- _WHAT YOU HAVE TO DO_
Answer these questions from the text on acupuncture and fertility treatments.
(a) What kind of acupuncturist does the writer recommend seeking?
(b) How many failed IVF cycles had one woman in the support group had before her successful cycle with acupuncture?
(c) What three steps does the writer encourage the reader to take?

- _TEXT SHOWN_
——————————
I would recommend that you seek an acupuncturist that specializes in fertility issues.  Your fertility clinic might be able to recommend one or you might have to do your own research with local acupuncturists.  Just as you have probably sought a doctor whose sole focus is fertility issues, you should do the same for your acupuncturist.

Two of the women in my support group chose to do acupuncture.  One of the women had had multiple miscarriages in the past.  She used acupuncture throughout her pregnancy and carried her baby girl to term.  Another girl in the group did acupuncture with an IVF cycle and had a successful IVF cycle after having 3 failed cycles.  That was enough to convince me that there was a connection.

Whether or not to use acupuncture in conjunction with your fertility treatments is, of course, a personal decision.  In writing this article, I just wanted to give you another option and another avenue to explore.  I encourage you to do more research online, discuss acupuncture with your fertility doctor and interview an acupuncturist in your area.  I believe that all decisions you make in your process should be informed decisions.  I hope that the information I gave you helps give you to begin to make an informed decision about acupuncture and fertility treatments.
——————————
- _DATA PROVIDED_
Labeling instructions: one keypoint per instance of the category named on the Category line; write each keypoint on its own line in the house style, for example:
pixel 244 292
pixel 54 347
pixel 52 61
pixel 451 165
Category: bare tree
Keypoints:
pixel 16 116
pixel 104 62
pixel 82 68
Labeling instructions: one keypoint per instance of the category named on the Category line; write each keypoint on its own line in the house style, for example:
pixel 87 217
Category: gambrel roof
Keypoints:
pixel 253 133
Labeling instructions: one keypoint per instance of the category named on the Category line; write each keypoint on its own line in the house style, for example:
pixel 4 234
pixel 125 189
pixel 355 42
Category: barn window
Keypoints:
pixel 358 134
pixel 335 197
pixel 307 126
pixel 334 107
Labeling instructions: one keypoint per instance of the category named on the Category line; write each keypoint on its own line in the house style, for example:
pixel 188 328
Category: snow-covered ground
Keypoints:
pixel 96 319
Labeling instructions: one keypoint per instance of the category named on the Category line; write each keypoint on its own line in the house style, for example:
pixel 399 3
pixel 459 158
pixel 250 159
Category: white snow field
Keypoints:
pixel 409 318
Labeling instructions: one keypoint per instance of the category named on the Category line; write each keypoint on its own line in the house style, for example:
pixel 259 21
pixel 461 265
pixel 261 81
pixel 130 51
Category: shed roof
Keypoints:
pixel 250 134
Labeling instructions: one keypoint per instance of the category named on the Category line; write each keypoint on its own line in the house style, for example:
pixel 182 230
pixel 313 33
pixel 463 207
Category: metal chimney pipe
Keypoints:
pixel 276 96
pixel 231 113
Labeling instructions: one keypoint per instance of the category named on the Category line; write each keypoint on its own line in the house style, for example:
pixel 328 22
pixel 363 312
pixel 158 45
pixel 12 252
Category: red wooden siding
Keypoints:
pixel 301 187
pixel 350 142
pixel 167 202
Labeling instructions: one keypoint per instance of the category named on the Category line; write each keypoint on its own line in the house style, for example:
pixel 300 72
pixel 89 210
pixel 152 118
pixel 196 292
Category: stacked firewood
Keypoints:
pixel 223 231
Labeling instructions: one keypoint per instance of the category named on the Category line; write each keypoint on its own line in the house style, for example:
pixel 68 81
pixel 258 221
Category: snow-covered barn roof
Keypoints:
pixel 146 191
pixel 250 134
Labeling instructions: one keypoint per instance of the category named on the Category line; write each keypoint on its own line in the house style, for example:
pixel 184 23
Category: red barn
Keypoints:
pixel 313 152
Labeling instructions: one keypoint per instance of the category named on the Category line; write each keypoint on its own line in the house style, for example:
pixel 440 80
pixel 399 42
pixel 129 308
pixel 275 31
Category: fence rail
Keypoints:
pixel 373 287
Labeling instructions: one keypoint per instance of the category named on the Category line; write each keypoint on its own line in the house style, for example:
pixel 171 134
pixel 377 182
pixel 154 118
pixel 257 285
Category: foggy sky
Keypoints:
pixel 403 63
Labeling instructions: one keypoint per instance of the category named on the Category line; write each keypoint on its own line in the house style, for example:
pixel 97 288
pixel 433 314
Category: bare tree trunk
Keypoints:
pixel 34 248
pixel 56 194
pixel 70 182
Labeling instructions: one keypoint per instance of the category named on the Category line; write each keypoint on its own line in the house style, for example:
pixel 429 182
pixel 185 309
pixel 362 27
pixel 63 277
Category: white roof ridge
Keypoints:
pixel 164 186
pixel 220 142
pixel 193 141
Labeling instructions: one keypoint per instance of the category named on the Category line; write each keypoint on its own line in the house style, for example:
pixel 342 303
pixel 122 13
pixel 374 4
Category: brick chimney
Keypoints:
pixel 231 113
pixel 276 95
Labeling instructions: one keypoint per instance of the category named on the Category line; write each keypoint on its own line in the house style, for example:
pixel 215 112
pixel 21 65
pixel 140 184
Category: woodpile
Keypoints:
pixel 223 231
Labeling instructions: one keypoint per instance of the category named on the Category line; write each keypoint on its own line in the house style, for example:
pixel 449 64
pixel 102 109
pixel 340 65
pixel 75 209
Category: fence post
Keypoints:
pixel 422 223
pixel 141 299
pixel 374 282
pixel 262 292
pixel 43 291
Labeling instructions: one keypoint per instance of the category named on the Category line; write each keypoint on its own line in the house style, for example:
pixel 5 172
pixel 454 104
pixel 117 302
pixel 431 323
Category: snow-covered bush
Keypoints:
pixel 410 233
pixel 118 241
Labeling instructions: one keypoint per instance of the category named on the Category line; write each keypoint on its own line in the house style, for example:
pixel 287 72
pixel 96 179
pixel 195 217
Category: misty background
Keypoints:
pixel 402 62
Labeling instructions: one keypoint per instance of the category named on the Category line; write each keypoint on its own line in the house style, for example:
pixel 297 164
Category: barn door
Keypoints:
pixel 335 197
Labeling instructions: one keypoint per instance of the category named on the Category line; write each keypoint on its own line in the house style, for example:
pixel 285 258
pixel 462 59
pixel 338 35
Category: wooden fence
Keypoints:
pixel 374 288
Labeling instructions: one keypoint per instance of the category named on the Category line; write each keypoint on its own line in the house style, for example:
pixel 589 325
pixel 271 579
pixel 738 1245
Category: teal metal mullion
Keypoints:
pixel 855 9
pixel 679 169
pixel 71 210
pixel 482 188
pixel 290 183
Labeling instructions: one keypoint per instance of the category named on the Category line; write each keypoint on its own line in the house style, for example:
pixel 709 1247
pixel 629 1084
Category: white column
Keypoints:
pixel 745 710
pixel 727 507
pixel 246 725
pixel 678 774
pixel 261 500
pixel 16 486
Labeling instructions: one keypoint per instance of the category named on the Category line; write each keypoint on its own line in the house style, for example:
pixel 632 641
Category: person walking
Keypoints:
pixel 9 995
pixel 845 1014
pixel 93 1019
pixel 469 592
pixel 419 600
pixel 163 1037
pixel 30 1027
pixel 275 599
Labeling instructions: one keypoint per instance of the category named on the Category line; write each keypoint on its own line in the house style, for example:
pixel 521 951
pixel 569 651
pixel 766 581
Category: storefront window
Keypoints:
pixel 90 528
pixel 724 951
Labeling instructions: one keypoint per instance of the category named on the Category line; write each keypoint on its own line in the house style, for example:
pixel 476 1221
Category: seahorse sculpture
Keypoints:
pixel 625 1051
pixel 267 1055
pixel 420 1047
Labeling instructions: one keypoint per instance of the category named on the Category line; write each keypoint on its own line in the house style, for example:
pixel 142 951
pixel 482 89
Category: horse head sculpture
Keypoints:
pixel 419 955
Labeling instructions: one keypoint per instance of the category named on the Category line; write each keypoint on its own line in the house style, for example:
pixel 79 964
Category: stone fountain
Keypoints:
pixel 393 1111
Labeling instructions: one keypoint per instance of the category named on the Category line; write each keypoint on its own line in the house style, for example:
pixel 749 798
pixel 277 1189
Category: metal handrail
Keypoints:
——————————
- _YOUR RESPONSE_
(a) An acupuncturist who specializes in fertility issues.
(b) Three.
(c) Do more research online, discuss acupuncture with the fertility doctor, and interview an acupuncturist in the area.